2) Types of Different Return Policies
First things first, let's grab a quick look at the different types of return policies that currently exist out there. We'll also mention any brands (that are well-known) which happen to use them.
2.1) Product exchange policy
The first one up is precisely what its name suggests, a return policy where you return a new piece of the ordered product. There is also the option to offer the concerned customer another product with the same value as the one. The latter can be a convenient choice for any firm that may have exhausted its stock for a specific product.
Bean Box is one of the best examples of companies using an exchange return policy. The large coffee subscription service has a good return policy wherein if you don't find the coffee ordered to your liking; you can contact them via email and receive a new one. You do not need to go out of your way to return your original product to them either, helping Bean Box create trust and retain their customers.
2.2) Final sale
Final sale is yet another way businesses can save shipping and return costs. The only reason for you to return any product will be for one of the two reasons :
- Shipping the incorrect product or to the wrong customer.
- Shipping a broken/damaged product.
For the most part, you'll see this policy being applied in brick-and-mortar retail stores. Unlike websites, customers won't have the time to read an entire worded-out notice. Hence a simple sign stating 'No returns or refunds accepted here' can be seen, following the strictest form of the final sale return policy.
The final sale works to save the business from bearing costs of different aspects such as shipping and keeping your product safe from the risks of being damaged even further when it is sent back to you. While the initial cost-effectiveness may grab your attention, it is vital to understand that, in the long run, it is not the best option. The reason is trust. If you (an eCommerce company) display your product as something that cannot be returned unless the item itself has prior damage, then it is unlikely that customers would care to buy such an item.
Online stores such as Papichulo Style describe their all sales final return policy in an excellent manner. As long as the product delivered was damaged or given to the wrong customer, you can manage to get a return or a full refund.
2.3) Credit exchange
The last policy on the list deals with you giving a refund to your customers rather than exchanging the actual product in question. The refund itself can (and is usually) be given in the form of store credit such as gift cards. An excellent example of this policy is the eBook website Rakuten kobo. When you return an eBook, you get refunded in-store credit for the same amount you spent.
3) What Customers Prefer In a Return Policy
So, we've taken a look at the different return policies, companies that utilise them and the common problems that most customers face while returning. Let's look at the brighter side of things and find out what customers prefer in a return policy.

================================

From the passage on return policies, extract the text between "Bean Box is" and "the wrong customer.", inclusive, copying it word for word.

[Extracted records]
================================

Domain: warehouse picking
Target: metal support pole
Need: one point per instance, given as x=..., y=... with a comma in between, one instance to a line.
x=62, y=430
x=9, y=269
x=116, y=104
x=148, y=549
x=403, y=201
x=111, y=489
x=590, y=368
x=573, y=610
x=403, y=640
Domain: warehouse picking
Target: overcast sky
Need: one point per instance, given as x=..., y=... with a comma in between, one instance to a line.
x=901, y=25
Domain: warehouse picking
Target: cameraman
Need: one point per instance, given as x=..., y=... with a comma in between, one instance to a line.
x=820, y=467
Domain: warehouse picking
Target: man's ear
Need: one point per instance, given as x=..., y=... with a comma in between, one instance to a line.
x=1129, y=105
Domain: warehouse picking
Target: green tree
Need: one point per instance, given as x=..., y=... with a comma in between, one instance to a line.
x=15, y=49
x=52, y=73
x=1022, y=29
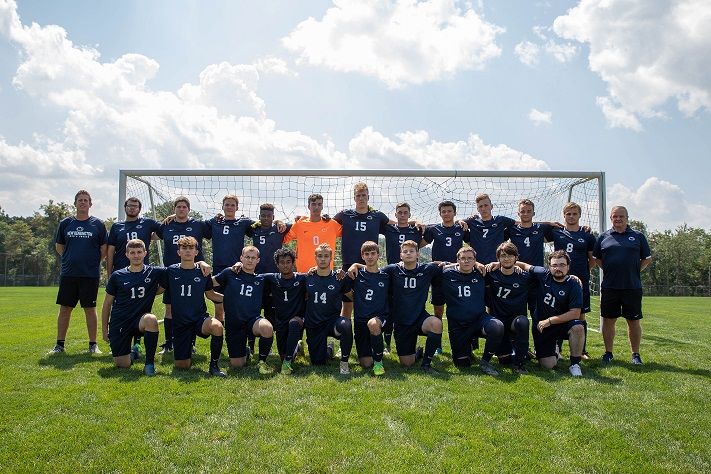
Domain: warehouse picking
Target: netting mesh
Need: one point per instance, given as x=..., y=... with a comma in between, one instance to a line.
x=423, y=193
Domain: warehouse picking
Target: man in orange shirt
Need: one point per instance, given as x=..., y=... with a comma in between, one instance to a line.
x=311, y=232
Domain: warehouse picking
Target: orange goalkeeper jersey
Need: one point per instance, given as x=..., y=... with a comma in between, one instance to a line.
x=310, y=235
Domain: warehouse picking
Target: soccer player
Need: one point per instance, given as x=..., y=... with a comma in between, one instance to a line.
x=370, y=301
x=243, y=302
x=323, y=308
x=126, y=311
x=182, y=226
x=311, y=232
x=622, y=253
x=81, y=242
x=507, y=296
x=188, y=287
x=557, y=316
x=464, y=289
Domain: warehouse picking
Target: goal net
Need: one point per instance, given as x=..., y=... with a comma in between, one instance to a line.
x=288, y=190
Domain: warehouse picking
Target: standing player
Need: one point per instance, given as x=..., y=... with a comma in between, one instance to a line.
x=464, y=289
x=557, y=315
x=323, y=308
x=622, y=253
x=370, y=300
x=311, y=232
x=243, y=301
x=81, y=242
x=188, y=287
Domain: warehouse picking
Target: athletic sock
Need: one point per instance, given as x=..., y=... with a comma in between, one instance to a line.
x=265, y=345
x=433, y=342
x=151, y=341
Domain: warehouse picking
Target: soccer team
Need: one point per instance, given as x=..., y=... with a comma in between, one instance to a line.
x=487, y=275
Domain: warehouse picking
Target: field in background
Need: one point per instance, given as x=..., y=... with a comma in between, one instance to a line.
x=74, y=412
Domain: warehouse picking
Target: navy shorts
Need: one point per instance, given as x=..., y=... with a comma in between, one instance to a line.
x=183, y=337
x=236, y=332
x=78, y=289
x=616, y=303
x=361, y=335
x=546, y=341
x=406, y=336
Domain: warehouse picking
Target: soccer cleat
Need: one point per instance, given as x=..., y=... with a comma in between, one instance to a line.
x=487, y=368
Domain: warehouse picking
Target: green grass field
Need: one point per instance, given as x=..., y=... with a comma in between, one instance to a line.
x=74, y=412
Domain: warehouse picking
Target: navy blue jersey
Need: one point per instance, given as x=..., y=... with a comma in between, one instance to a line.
x=409, y=289
x=485, y=236
x=171, y=233
x=576, y=244
x=370, y=295
x=268, y=241
x=121, y=232
x=186, y=288
x=82, y=242
x=394, y=236
x=465, y=294
x=621, y=255
x=227, y=240
x=446, y=241
x=288, y=295
x=529, y=242
x=555, y=297
x=323, y=298
x=242, y=294
x=507, y=295
x=133, y=293
x=359, y=228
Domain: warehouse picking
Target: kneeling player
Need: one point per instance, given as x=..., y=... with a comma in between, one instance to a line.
x=370, y=296
x=243, y=303
x=323, y=308
x=464, y=290
x=187, y=288
x=557, y=314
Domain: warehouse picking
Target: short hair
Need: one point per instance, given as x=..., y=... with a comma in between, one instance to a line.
x=481, y=197
x=230, y=196
x=135, y=244
x=508, y=248
x=527, y=202
x=187, y=241
x=180, y=199
x=409, y=243
x=369, y=246
x=572, y=205
x=314, y=197
x=324, y=248
x=284, y=252
x=446, y=204
x=559, y=254
x=79, y=193
x=133, y=199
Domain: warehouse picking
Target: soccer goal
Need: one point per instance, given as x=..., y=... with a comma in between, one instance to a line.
x=288, y=190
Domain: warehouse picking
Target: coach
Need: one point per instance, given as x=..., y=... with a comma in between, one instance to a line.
x=621, y=253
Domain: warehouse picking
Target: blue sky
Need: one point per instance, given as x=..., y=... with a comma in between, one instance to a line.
x=622, y=86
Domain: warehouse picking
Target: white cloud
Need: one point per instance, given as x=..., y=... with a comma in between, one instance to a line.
x=540, y=118
x=659, y=204
x=399, y=42
x=647, y=52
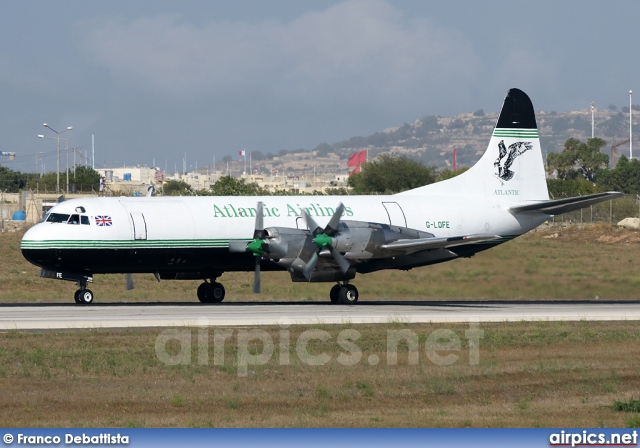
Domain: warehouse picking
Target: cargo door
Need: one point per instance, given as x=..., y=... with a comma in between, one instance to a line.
x=395, y=213
x=139, y=226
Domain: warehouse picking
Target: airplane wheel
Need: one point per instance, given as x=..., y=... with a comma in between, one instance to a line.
x=217, y=292
x=202, y=292
x=348, y=295
x=211, y=292
x=334, y=294
x=84, y=297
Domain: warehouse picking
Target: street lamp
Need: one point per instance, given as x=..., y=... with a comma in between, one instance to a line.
x=58, y=134
x=58, y=138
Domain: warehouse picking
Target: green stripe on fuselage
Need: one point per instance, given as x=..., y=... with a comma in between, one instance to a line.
x=123, y=244
x=516, y=133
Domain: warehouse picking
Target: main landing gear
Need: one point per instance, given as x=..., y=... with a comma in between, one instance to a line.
x=346, y=294
x=211, y=292
x=83, y=296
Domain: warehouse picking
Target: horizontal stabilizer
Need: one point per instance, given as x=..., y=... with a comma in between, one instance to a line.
x=415, y=245
x=560, y=206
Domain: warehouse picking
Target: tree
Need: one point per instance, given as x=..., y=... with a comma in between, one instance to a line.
x=389, y=174
x=579, y=159
x=625, y=177
x=84, y=177
x=12, y=181
x=177, y=188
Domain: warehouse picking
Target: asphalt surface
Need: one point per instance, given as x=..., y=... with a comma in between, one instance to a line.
x=145, y=315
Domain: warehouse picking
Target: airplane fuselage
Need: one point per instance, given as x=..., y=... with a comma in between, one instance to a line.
x=181, y=235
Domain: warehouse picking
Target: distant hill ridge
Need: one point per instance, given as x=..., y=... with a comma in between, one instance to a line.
x=431, y=139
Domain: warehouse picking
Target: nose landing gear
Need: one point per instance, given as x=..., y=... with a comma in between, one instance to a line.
x=346, y=294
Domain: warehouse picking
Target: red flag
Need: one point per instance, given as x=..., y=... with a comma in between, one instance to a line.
x=356, y=160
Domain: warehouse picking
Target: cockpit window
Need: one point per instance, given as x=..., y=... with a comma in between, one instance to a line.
x=57, y=217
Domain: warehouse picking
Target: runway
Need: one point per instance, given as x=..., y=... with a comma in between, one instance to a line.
x=113, y=315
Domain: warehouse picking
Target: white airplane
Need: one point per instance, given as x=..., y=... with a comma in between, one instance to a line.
x=314, y=238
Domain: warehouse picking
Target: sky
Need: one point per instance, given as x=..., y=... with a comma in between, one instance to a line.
x=155, y=80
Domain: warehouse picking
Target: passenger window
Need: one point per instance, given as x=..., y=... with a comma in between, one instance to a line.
x=58, y=217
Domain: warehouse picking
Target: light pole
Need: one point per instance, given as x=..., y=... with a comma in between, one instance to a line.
x=630, y=127
x=58, y=134
x=58, y=138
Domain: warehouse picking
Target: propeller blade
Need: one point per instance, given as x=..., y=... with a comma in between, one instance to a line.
x=311, y=265
x=342, y=262
x=256, y=277
x=311, y=224
x=258, y=233
x=332, y=227
x=130, y=284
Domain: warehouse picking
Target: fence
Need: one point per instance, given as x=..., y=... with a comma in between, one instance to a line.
x=610, y=212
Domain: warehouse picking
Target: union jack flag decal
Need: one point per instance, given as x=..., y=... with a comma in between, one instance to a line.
x=103, y=221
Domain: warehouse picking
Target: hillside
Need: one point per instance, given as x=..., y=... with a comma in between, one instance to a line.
x=431, y=139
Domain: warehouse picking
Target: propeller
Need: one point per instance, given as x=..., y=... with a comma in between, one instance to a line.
x=258, y=247
x=323, y=239
x=130, y=284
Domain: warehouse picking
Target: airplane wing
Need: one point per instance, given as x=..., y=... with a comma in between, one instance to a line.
x=415, y=245
x=560, y=206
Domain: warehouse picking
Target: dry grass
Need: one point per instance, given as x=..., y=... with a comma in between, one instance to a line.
x=529, y=375
x=578, y=264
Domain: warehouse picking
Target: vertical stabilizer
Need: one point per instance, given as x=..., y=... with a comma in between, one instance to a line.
x=511, y=169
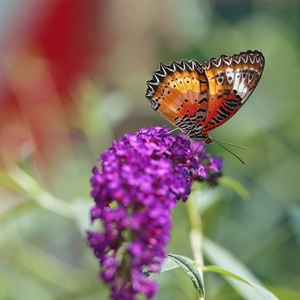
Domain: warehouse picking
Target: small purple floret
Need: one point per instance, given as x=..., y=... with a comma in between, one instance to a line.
x=143, y=175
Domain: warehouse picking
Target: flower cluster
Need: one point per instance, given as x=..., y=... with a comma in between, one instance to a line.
x=142, y=176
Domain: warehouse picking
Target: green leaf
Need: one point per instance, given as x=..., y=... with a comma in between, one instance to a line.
x=264, y=292
x=236, y=272
x=27, y=185
x=294, y=212
x=234, y=185
x=168, y=264
x=191, y=271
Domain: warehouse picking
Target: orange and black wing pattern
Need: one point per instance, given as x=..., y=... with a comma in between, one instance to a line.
x=231, y=81
x=197, y=98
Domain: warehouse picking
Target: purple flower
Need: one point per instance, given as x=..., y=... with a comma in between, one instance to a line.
x=142, y=177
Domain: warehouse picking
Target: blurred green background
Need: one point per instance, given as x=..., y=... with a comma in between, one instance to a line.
x=73, y=79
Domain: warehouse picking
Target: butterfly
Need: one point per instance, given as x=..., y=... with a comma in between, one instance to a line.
x=197, y=98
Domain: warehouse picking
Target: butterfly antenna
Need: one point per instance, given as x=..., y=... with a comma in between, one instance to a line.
x=220, y=144
x=230, y=144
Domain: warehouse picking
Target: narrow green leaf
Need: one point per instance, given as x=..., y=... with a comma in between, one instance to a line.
x=264, y=292
x=168, y=264
x=226, y=261
x=191, y=271
x=234, y=185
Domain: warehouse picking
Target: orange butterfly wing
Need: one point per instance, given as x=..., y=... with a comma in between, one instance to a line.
x=231, y=81
x=198, y=98
x=179, y=93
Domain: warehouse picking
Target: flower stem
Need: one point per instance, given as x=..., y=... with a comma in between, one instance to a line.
x=195, y=232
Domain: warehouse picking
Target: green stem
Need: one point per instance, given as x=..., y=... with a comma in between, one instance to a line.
x=195, y=233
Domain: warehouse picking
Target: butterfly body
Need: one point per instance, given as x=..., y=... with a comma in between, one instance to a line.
x=198, y=98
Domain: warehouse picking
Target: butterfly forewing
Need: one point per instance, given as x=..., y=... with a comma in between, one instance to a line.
x=231, y=81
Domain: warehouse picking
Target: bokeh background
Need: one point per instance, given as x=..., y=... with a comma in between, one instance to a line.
x=72, y=79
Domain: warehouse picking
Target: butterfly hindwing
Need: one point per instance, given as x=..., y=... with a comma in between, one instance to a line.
x=179, y=93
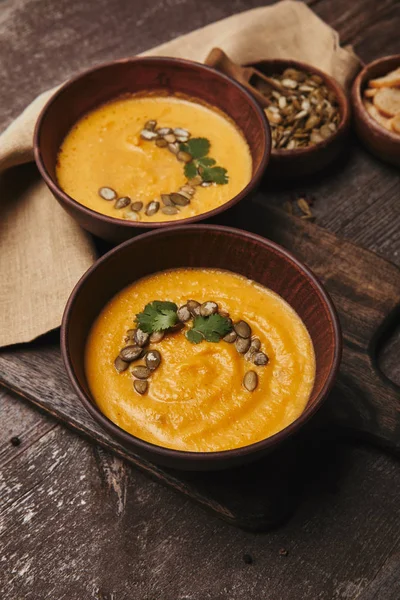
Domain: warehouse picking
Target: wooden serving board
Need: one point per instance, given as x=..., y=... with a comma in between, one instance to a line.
x=363, y=404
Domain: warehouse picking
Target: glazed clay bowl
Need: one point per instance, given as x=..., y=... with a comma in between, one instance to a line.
x=155, y=75
x=381, y=142
x=204, y=246
x=306, y=161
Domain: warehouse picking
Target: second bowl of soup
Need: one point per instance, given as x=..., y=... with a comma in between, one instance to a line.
x=201, y=347
x=148, y=142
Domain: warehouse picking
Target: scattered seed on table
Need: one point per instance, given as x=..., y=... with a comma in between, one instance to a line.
x=183, y=313
x=131, y=353
x=120, y=365
x=153, y=359
x=208, y=308
x=107, y=193
x=141, y=386
x=250, y=381
x=122, y=202
x=243, y=329
x=141, y=372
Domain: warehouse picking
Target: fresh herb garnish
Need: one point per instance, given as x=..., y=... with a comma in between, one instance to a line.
x=157, y=316
x=201, y=164
x=211, y=328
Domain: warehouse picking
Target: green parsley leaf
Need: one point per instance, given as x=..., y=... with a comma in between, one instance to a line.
x=206, y=161
x=212, y=328
x=190, y=170
x=157, y=316
x=197, y=147
x=194, y=336
x=215, y=174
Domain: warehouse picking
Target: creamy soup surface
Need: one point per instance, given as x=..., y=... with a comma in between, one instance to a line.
x=196, y=400
x=105, y=148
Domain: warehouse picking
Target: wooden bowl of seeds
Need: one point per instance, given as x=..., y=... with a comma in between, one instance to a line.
x=376, y=103
x=156, y=76
x=205, y=246
x=309, y=116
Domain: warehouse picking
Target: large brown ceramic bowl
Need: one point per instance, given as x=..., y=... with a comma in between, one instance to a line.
x=381, y=142
x=202, y=246
x=306, y=161
x=129, y=76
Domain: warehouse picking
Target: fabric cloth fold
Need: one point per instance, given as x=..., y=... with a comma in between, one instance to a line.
x=43, y=252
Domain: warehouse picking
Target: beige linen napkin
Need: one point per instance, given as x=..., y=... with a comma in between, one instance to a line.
x=42, y=250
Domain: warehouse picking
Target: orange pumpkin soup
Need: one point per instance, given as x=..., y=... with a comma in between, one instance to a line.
x=154, y=159
x=196, y=400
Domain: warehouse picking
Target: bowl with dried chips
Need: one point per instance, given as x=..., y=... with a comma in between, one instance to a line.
x=376, y=101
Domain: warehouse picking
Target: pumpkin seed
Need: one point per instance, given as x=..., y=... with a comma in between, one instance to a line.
x=183, y=313
x=140, y=386
x=161, y=143
x=230, y=337
x=260, y=359
x=131, y=353
x=152, y=208
x=137, y=206
x=141, y=337
x=250, y=381
x=150, y=125
x=166, y=198
x=182, y=132
x=242, y=344
x=188, y=189
x=170, y=210
x=164, y=131
x=120, y=365
x=184, y=156
x=107, y=193
x=149, y=135
x=156, y=337
x=196, y=180
x=194, y=308
x=153, y=359
x=122, y=202
x=208, y=308
x=141, y=372
x=243, y=329
x=174, y=148
x=179, y=199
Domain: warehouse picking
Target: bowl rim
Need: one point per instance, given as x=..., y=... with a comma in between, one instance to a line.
x=114, y=221
x=129, y=439
x=344, y=106
x=358, y=103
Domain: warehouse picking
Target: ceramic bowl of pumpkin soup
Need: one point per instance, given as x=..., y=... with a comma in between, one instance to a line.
x=150, y=142
x=200, y=347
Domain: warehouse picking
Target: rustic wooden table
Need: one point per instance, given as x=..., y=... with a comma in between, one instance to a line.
x=77, y=522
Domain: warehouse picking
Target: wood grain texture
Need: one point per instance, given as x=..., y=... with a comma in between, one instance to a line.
x=344, y=541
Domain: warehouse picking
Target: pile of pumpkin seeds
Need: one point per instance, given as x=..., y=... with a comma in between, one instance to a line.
x=168, y=204
x=137, y=342
x=303, y=111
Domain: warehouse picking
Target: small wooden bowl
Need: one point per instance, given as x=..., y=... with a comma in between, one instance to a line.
x=381, y=142
x=165, y=75
x=214, y=247
x=305, y=161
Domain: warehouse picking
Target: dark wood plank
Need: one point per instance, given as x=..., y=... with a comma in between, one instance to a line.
x=362, y=403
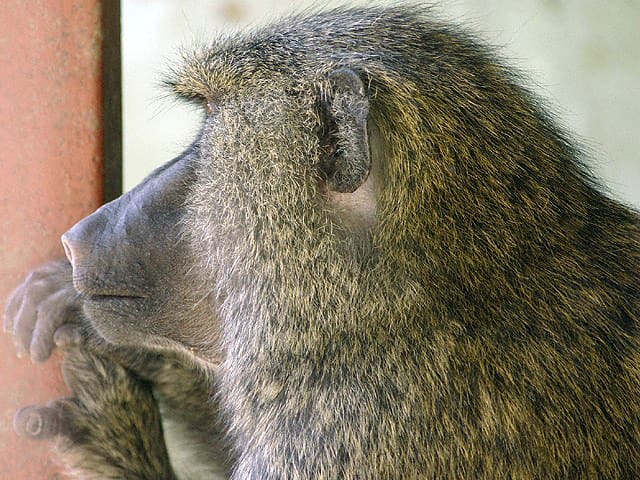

================================

Reply to the task
Bean Box is one of the best examples of companies using an exchange return policy. The large coffee subscription service has a good return policy wherein if you don't find the coffee ordered to your liking; you can contact them via email and receive a new one. You do not need to go out of your way to return your original product to them either, helping Bean Box create trust and retain their customers.
2.2) Final sale
Final sale is yet another way businesses can save shipping and return costs. The only reason for you to return any product will be for one of the two reasons :
- Shipping the incorrect product or to the wrong customer.